Aufgabe A :: Benenne im Text über Schichtarbeit „Erholungszeit“ in „Ruhezeit“ um und gib dabei den Abschnitt wieder, der mit „Infobox Organisationelle und individuelle“ beginnt und nach „sollten vermieden werden.“ endet.
Aufgabe B :: Übersetze aus dem Text über Schichtarbeit diesen Satz ins Englische: „Mit der Berufswahl hat ein Mensch zeitlich und finanziell in seine berufliche Fachqualifikation investiert.“
Aufgabe C :: Führe den Text über Gegenmaßnahmen bei Schichtarbeit nach seinem letzten Satz fort.

Text ::
- - -
Aus arbeitsmedizinischer Sicht sollte die Prävention von Fehlern und Arbeitsunfällen aufgrund von Tagesschläfrigkeit im Gesundheitsbereich unabhängig von der Höhe der Prävalenz intensiviert werden, da eine potenzielle Mitschädigung von Patienten die Folgen der Fehler und Arbeitsunfälle deutlich erhöhen kann. Somit sollten Organisationen, aber auch Beschäftigte selbst, Strategien befolgen, die die negativen Folgen von Schichtarbeit abmildern. Mit der Berufswahl hat ein Mensch zeitlich und finanziell in seine berufliche Fachqualifikation investiert. Darüber hinaus wurde diese Entscheidung meist in jungen Jahren gefällt, sodass sich über die gesamte Beschäftigungszeit ein beruflicher Erfahrungsschatz angesammelt hat. Umso schwieriger ist es, aufgrund von Beanspruchungen durch Schichtdienst seine berufliche Tätigkeit zu wechseln. In einem Umbrella-Review zu den gesundheitlichen Folgen von Schichtarbeit und ungenügendem Schlaf haben die Autoren Richtlinien für organisationelle und individuelle Gegenmaßnahmen zusammengestellt [23]. Anhand der in der Infobox aufgeführten Punkte sollen so die Gesundheits- und Sicherheitsrisiken bei Schichtarbeit abgemildert werden. Die Verantwortung liegt bei dem Arbeitsgeber sowie bei dem Beschäftigten selbst. Die wesentlichen Punkte sind hierbei das Vorhandensein von Schichtplänen und Arbeitszeiten, die an den Schlaf- und Erholungsbedürfnissen des Arbeitsnehmers orientiert sind und dem Arbeitszeitgesetz entsprechen. Zusätzlich sollten Schichtarbeiter:innen bzgl. Schlafstörungen monitoriert und behandelt werden sowie Trainings für effektive Bewältigungsstrategien im Schichtdienst erhalten.

Infobox Organisationelle und individuelle Gegenmaßnahmen. (Nach Kecklund und Axelsson 2016 [23])

  • Schichtpläne sollten so gestaltet sein, dass Schlafmangel und Störungen des Tagesrhythmus minimiert werden, und durch Vorwärts- und Schnellrotation gekennzeichnet sein. Eine Erholungszeit von mindestens 11 h zwischen den Schichten ist einzuhalten, und lange Wochenarbeitszeiten (< 60 h) und Arbeitsschichten (< 10 h) sollten vermieden werden.

  • Schichtarbeiter sollten ihre individuelle Arbeitszeit weitgehend selbst kontrollieren, übermäßige Arbeitszeiten (Überstunden und Doppelschichten) müssen vermieden werden.
- - -
Gegebene Angaben ::
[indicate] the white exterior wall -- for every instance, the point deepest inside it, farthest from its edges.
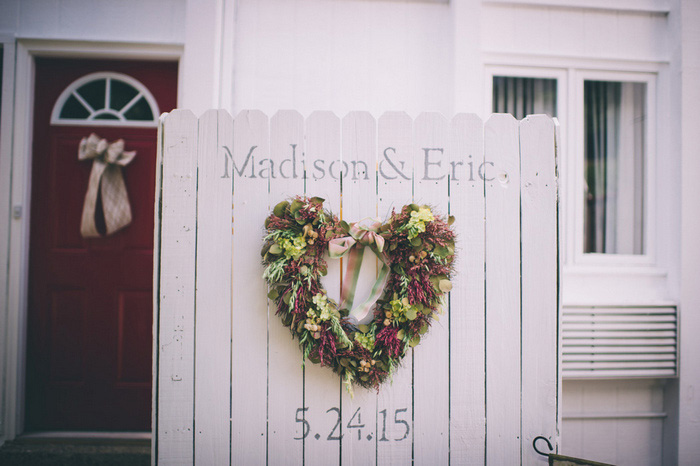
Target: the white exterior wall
(152, 21)
(343, 56)
(427, 55)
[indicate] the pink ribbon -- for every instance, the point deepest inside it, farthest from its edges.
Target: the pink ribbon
(364, 233)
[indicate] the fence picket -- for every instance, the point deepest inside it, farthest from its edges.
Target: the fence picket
(359, 149)
(321, 386)
(249, 313)
(213, 293)
(539, 264)
(502, 290)
(467, 319)
(175, 408)
(285, 373)
(394, 190)
(431, 391)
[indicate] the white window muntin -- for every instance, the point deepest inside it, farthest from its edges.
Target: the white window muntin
(71, 89)
(576, 234)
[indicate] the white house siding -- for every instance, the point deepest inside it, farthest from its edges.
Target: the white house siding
(343, 56)
(152, 21)
(616, 421)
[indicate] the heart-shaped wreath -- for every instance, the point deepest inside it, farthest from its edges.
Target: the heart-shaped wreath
(363, 344)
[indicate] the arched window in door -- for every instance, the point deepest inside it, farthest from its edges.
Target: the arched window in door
(106, 99)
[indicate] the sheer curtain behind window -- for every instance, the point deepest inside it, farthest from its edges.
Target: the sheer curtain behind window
(614, 164)
(524, 96)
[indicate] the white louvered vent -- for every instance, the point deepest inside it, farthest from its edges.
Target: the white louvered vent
(619, 342)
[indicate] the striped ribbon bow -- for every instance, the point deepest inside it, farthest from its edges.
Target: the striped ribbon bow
(364, 233)
(106, 175)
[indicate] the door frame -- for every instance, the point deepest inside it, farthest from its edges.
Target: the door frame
(17, 253)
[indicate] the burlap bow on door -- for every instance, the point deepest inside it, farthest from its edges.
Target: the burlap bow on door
(106, 174)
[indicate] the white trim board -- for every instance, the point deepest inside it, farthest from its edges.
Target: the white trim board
(17, 254)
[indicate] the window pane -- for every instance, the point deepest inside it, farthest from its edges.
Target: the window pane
(73, 109)
(614, 119)
(524, 96)
(139, 111)
(121, 94)
(94, 93)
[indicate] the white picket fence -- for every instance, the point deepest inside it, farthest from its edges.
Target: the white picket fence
(230, 385)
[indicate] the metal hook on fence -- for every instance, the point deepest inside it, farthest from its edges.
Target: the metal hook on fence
(534, 445)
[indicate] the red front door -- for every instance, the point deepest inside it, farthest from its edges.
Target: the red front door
(89, 336)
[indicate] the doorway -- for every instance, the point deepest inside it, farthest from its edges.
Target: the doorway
(89, 328)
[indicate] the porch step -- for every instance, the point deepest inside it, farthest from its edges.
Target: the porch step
(75, 452)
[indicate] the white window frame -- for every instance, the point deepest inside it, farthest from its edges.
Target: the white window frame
(142, 91)
(575, 234)
(588, 278)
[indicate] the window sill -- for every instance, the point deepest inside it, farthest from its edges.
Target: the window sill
(591, 285)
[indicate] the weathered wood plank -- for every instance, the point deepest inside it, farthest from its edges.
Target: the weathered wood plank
(538, 199)
(321, 386)
(467, 305)
(503, 356)
(157, 217)
(285, 398)
(177, 290)
(251, 170)
(359, 149)
(431, 379)
(213, 292)
(394, 190)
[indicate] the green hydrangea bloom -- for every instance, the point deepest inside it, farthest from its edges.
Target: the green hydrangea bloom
(416, 224)
(365, 340)
(294, 247)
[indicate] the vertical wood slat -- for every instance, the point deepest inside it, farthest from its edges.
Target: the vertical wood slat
(213, 292)
(177, 280)
(359, 149)
(431, 400)
(249, 313)
(539, 265)
(157, 216)
(321, 386)
(285, 379)
(395, 188)
(467, 305)
(503, 376)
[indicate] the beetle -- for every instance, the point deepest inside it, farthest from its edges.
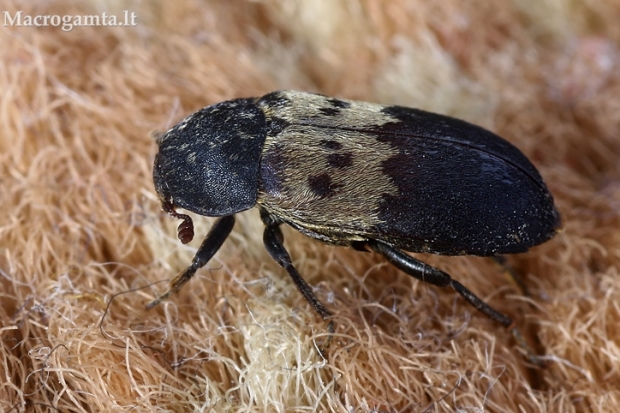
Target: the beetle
(383, 178)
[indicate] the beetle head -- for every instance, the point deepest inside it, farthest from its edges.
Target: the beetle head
(209, 162)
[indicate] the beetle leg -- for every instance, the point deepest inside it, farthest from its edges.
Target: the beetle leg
(211, 244)
(432, 275)
(273, 238)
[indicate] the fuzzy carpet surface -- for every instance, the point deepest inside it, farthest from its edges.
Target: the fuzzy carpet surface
(84, 245)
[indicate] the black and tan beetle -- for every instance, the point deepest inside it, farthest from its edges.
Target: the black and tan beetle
(363, 175)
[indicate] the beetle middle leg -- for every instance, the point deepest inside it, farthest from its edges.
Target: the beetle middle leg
(211, 244)
(273, 238)
(432, 275)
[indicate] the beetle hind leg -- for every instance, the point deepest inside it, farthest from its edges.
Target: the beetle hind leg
(432, 275)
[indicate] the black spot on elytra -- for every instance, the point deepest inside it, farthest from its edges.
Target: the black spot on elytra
(271, 167)
(329, 144)
(337, 103)
(340, 160)
(329, 111)
(276, 100)
(321, 185)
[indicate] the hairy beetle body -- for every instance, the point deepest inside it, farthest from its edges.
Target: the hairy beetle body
(355, 174)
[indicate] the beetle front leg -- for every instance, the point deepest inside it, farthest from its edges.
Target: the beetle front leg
(432, 275)
(211, 244)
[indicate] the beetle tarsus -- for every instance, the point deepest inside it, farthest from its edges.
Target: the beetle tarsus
(272, 239)
(211, 244)
(432, 275)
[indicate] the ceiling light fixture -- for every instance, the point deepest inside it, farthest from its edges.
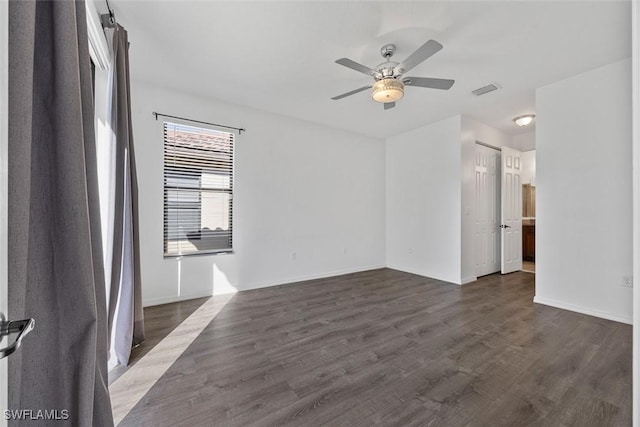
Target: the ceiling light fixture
(387, 90)
(524, 120)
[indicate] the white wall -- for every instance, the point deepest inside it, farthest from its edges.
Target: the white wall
(583, 225)
(473, 131)
(423, 201)
(299, 187)
(524, 141)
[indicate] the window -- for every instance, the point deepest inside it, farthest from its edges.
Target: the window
(198, 190)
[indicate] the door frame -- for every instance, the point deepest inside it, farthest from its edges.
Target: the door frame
(4, 190)
(498, 151)
(635, 55)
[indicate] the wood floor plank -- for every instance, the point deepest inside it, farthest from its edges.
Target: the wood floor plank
(388, 348)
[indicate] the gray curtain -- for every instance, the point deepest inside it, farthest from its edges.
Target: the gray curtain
(125, 303)
(55, 260)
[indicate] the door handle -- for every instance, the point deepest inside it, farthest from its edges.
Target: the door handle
(21, 327)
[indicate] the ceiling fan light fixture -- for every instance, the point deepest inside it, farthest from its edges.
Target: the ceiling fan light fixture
(387, 90)
(524, 120)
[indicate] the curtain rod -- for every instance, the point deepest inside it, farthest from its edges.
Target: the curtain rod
- - -
Lösung A ::
Infobox Organisationelle und individuelle Gegenmaßnahmen. (Nach Kecklund und Axelsson 2016 [23])

  • Schichtpläne sollten so gestaltet sein, dass Schlafmangel und Störungen des Tagesrhythmus minimiert werden, und durch Vorwärts- und Schnellrotation gekennzeichnet sein. Eine Ruhezeit von mindestens 11 h zwischen den Schichten ist einzuhalten, und lange Wochenarbeitszeiten (< 60 h) und Arbeitsschichten (< 10 h) sollten vermieden werden.

Lösung B :: By choosing a career, a person has invested time and money in their professional qualification.

Lösung C ::
  • Regelmäßige Untersuchung (und Behandlung) auf klinische Schlafstörungen

  • Schichtarbeiter sollten über individuelle Strategien, die ihre akuten Schlaf- und Müdigkeitsprobleme abmildern und ihre Gesundheit langfristig schützen, unterrichtet werden:

    • Wissen über Schlafhygiene; wie man dem Schlaf und der Erholung vor, während und nach der Arbeit Priorität einräumt, wie man vor und während der Nachtschichten ein Nickerchen macht

    • Kenntnisse über den Konsum von Koffein und den Einsatz von künstlichem Licht in der Nacht zur Förderung von Anpassung und Leistungsfähigkeit

    • Ein gesunder Lebensstil für Schichtarbeiter beinhaltet gesunde Ernährung, wenig essen in der Nacht, Bewegung sowie die Vermeidung von Rauchen und übermäßigem Alkoholkonsum.

Fazit für die Praxis

  • Der Befund dieser Analyse bestätigt, hier anhand eines Vergleichs mit Berufsgruppen ohne Schichtarbeit, dass Schichtarbeit, vertreten durch die Berufsgruppe Pflegepersonal, mit einer erhöhten Tagesschläfrigkeit assoziiert ist.

  • Nicht nur zur Prävention von berufsbedingten Erkrankungen, sondern auch aufgrund von möglicher Mitschädigung von Patienten als Folge von Fehlern und Arbeitsunfällen durch Tagesschläfrigkeit, sollte der Prävention von Tagesschläfrigkeit bei Pflegepersonal ein angemessener Stellenwert zukommen.

  • Weibliche Beschäftigte in der Pflege scheinen in Bezug auf Tagesschläfrigkeit eine besondere Risikogruppe darzustellen.

  • Anhand der Ergebnisse der bevölkerungsbezogenen Untersuchung zeigt sich, dass Pflegepersonal im Vergleich zu Branchen ohne Schichtarbeit öfter von Tagesschläfrigkeit betroffen ist. Inwieweit Frauen, die in der Pflege arbeiten ein noch höheres Risiko für Tagesschläfrigkeit besitzen, sollte in weiteren Studien präziser untersucht werden. Persönliche Angaben zu Schichtarbeit inklusive einer Differenzierung nach der Art der Schichtarbeit sowie der Einsatz eines validierten Instruments zur Erhebung des Work-Family-Konflikts sollten in zukünftigen Studien zu dieser Fragestellung berücksichtigt werden.